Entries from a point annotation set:
--------------------------------------------------
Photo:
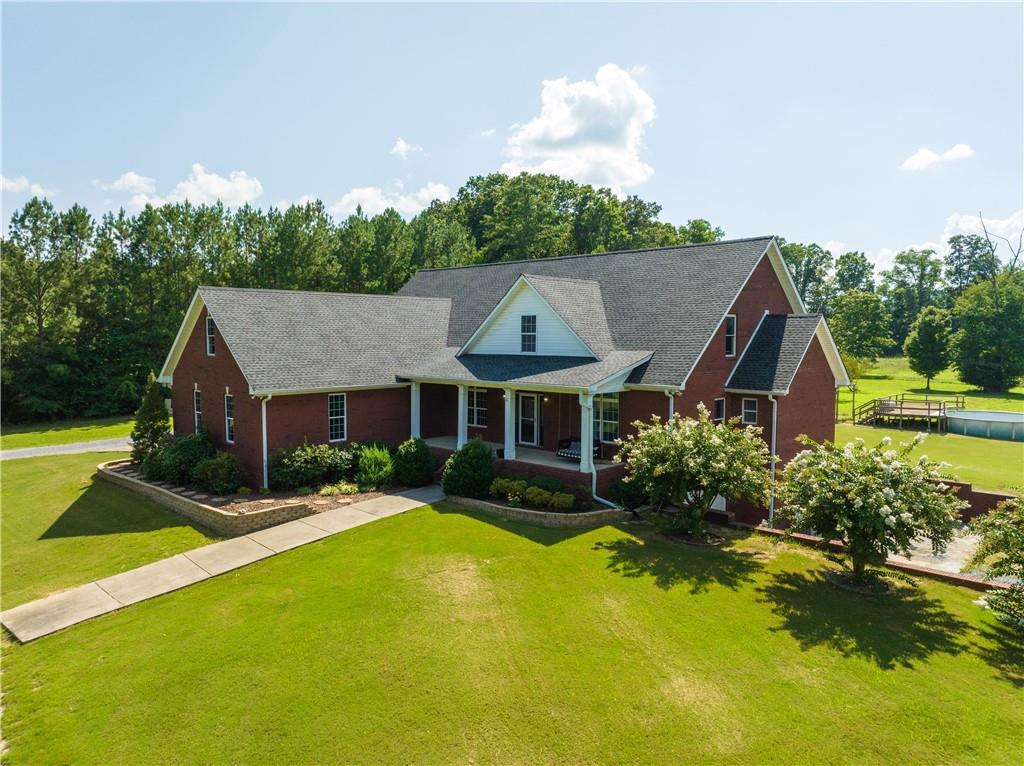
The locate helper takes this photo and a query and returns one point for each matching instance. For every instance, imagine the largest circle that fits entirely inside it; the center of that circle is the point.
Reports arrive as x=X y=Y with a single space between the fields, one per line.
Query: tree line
x=90 y=305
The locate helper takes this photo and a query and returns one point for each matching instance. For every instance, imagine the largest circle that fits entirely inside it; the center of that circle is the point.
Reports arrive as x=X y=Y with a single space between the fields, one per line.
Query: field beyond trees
x=439 y=636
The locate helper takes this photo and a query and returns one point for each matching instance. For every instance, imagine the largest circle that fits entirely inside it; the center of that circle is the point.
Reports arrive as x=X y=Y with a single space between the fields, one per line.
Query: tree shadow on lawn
x=646 y=554
x=105 y=509
x=897 y=629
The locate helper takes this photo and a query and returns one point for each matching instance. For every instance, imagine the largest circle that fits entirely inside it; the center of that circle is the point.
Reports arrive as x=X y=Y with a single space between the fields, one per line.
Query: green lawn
x=893 y=375
x=64 y=431
x=437 y=636
x=990 y=464
x=61 y=528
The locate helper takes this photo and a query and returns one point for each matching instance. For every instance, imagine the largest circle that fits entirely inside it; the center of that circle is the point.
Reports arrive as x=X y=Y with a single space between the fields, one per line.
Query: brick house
x=538 y=357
--------------------------------------------------
Render every line of the records above as a JSON list of strings, one string per line, with blank lines dropped and the pictures omitted.

[
  "Photo:",
  "The locate helper takes this photo and a query and returns one point for each matching instance. For every instance, imagine the largest circle that fits entirely inside it; the center of that circle is the point.",
  "Reports arrive as x=X y=Y with a single space between the fields, one per line.",
  "Query: tree line",
  "x=90 y=305",
  "The locate helper takes this photo and a query and returns one point for each matching instance. For every instance, imagine the largest circle that fits entirely inside it; the center of that circle is the point.",
  "Reports arrive as x=X y=Y with a single space between the fields, one per line.",
  "Query: field beyond trees",
  "x=439 y=636",
  "The locate helper takes this photo and a query and returns one point for each matching instance. For every instance, imagine the largest circle that fits entirely inside it; the center of that circle is the point.",
  "Reports arrive as x=X y=Y with a single space between the fields, one per line.",
  "Query: tree shadow on lawn",
  "x=646 y=554",
  "x=105 y=509",
  "x=897 y=629",
  "The locate helper takes this photo and a query and returns one point for each matching instance. For every instance, imagine the largest circle that fits entirely inside it; the center of that circle is the point.",
  "Reports arrive as x=X y=Y with a single space between the fields, one per line.",
  "Query: green lawn",
  "x=893 y=375",
  "x=64 y=431",
  "x=437 y=636",
  "x=990 y=464",
  "x=61 y=528",
  "The locate helper takes this photo and a query and returns one point for each matching instance. For every instance, imagine the largest circle that fits entirely inside it; the center of that circle is the point.",
  "Reports arrive as x=X y=Y with a single space between the fields, one per line.",
  "Query: brick house",
  "x=538 y=357"
]